• Dados:

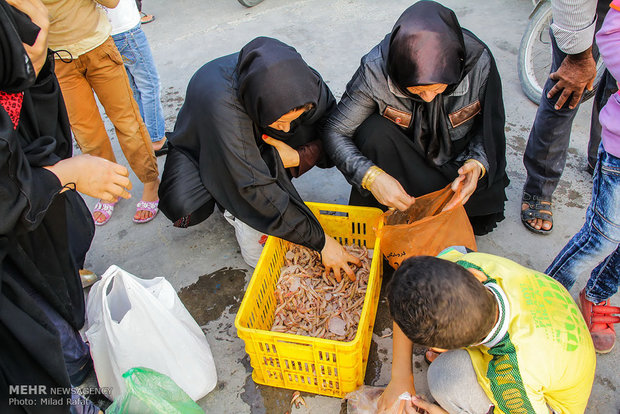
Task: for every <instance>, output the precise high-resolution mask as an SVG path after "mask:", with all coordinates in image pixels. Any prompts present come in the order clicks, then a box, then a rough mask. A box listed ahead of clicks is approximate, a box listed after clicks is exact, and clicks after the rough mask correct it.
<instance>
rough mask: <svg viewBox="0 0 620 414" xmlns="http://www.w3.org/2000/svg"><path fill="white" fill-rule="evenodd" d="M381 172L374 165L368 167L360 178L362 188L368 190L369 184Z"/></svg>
mask: <svg viewBox="0 0 620 414" xmlns="http://www.w3.org/2000/svg"><path fill="white" fill-rule="evenodd" d="M382 172H384V171H383V170H382V169H381V168H379V167H377V166H376V165H373V166H372V167H370V168H369V169H368V171H366V174H364V178H363V179H362V188H365V189H366V190H369V191H370V186H371V184H372V183H373V182H374V181H375V179H376V178H377V177H378V176H379V174H381V173H382Z"/></svg>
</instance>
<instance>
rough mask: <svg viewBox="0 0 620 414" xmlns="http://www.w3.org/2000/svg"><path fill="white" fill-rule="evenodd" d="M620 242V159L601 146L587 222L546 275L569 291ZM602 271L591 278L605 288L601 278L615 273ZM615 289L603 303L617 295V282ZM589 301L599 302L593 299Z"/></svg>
mask: <svg viewBox="0 0 620 414" xmlns="http://www.w3.org/2000/svg"><path fill="white" fill-rule="evenodd" d="M619 242H620V158H617V157H614V156H613V155H611V154H609V153H607V152H606V151H605V150H604V149H603V147H602V146H601V149H600V150H599V161H598V163H597V165H596V169H595V171H594V180H593V184H592V201H591V202H590V205H589V206H588V211H587V212H586V222H585V224H584V225H583V227H582V228H581V230H579V232H578V233H577V234H576V235H575V236H573V238H572V239H571V240H570V241H569V242H568V244H567V245H566V246H564V248H563V249H562V251H561V252H560V253H559V254H558V256H557V257H556V258H555V259H554V260H553V263H551V265H550V266H549V268H548V269H547V270H546V272H545V273H547V274H548V275H549V276H551V277H553V278H554V279H556V280H558V281H559V282H560V283H562V284H563V285H564V287H566V288H567V289H570V288H571V287H572V285H573V283H575V280H576V279H577V277H578V276H579V275H580V274H581V273H585V272H587V271H591V270H592V269H594V268H595V267H597V265H598V264H599V263H602V262H606V261H607V260H608V259H609V256H610V255H611V254H612V253H613V252H614V251H615V250H616V249H617V248H618V243H619ZM605 258H608V259H605ZM600 270H601V269H599V270H598V271H593V272H592V274H591V276H590V278H591V279H592V278H596V279H597V281H596V283H597V285H599V288H602V287H604V286H606V285H608V283H607V282H606V281H605V280H601V277H605V276H606V275H607V276H609V275H611V274H613V269H612V271H611V272H601V271H600ZM588 284H589V285H591V284H592V283H590V282H588ZM612 284H613V283H612ZM615 285H616V286H615V288H613V289H612V288H611V287H610V288H605V293H604V294H608V295H609V296H606V297H605V298H603V299H601V300H605V299H607V298H609V297H611V296H612V295H613V294H614V293H615V291H617V278H616V280H615ZM591 289H592V288H590V289H589V290H588V291H590V290H591ZM602 294H603V293H602V292H600V291H599V292H598V293H596V295H597V296H599V297H600V296H601V295H602ZM589 299H596V298H594V297H590V298H589Z"/></svg>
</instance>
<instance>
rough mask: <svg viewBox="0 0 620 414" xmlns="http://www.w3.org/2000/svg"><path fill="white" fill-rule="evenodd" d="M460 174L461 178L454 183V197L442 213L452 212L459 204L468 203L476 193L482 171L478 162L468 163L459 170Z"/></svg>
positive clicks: (452, 198)
mask: <svg viewBox="0 0 620 414" xmlns="http://www.w3.org/2000/svg"><path fill="white" fill-rule="evenodd" d="M458 173H459V176H458V177H456V179H455V180H454V181H453V182H452V191H454V196H453V197H452V199H451V200H450V202H449V203H448V204H446V206H445V207H444V208H443V210H442V211H446V210H450V209H451V208H454V207H456V206H458V205H459V204H465V203H467V200H469V197H471V195H472V194H473V193H474V191H476V187H477V186H478V179H479V178H480V174H482V169H481V168H480V165H478V163H477V162H466V163H465V164H463V166H462V167H461V168H459V171H458Z"/></svg>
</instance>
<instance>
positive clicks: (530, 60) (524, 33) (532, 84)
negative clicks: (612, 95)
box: [517, 1, 605, 105]
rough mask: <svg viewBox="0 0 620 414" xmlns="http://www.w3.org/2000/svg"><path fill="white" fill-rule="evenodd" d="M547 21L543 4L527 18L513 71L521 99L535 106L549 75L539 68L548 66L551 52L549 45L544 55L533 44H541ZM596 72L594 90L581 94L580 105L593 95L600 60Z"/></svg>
mask: <svg viewBox="0 0 620 414" xmlns="http://www.w3.org/2000/svg"><path fill="white" fill-rule="evenodd" d="M550 21H551V2H549V1H547V2H545V4H542V5H541V6H540V7H539V8H538V9H537V10H536V11H535V13H534V14H533V15H532V17H531V18H530V21H529V23H528V25H527V28H526V30H525V32H524V33H523V37H522V38H521V45H520V46H519V57H518V67H517V69H518V73H519V82H520V84H521V90H522V91H523V93H524V94H525V96H527V98H528V99H529V100H530V101H532V102H533V103H535V104H536V105H538V104H539V102H540V98H541V97H542V91H543V87H544V85H545V82H546V80H547V77H548V76H549V69H547V70H546V71H545V70H543V68H545V67H547V68H550V67H551V53H552V52H551V44H550V43H549V45H548V46H549V49H548V52H546V53H545V51H544V47H542V49H541V46H540V45H538V44H537V39H538V41H539V42H540V43H544V42H543V41H541V39H542V38H544V37H545V36H547V33H548V30H549V22H550ZM549 42H550V40H549ZM534 62H538V65H535V63H534ZM596 69H597V73H596V78H595V80H594V87H593V88H592V90H591V91H585V92H584V94H583V98H582V102H585V101H587V100H588V99H590V98H592V97H593V96H594V95H595V94H596V87H597V86H598V84H599V82H600V80H601V77H602V75H603V72H604V71H605V65H604V64H603V62H602V59H599V61H598V62H597V67H596ZM543 75H544V76H543Z"/></svg>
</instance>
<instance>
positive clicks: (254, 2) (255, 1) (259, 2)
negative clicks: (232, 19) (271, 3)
mask: <svg viewBox="0 0 620 414" xmlns="http://www.w3.org/2000/svg"><path fill="white" fill-rule="evenodd" d="M237 1H238V2H239V3H241V4H243V5H244V6H245V7H254V6H256V5H257V4H258V3H260V2H262V1H263V0H237Z"/></svg>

• Instrução: Pode transcrever sem alterações as linhas dos registros, do início até a linha que contém "172L374 165L368 167L360", incluindo ambas as extremidades? Deixe as imagens fora da resposta.

• Caixa de resposta:
Task: for every <instance>, output the precise high-resolution mask as an SVG path after "mask:", with all coordinates in image pixels. Any prompts present come in the order clicks, then a box, then a rough mask. A box listed ahead of clicks is approximate, a box listed after clicks is exact, and clicks after the rough mask correct it.
<instance>
rough mask: <svg viewBox="0 0 620 414" xmlns="http://www.w3.org/2000/svg"><path fill="white" fill-rule="evenodd" d="M381 172L374 165L368 167L360 178L362 188L368 190L369 184Z"/></svg>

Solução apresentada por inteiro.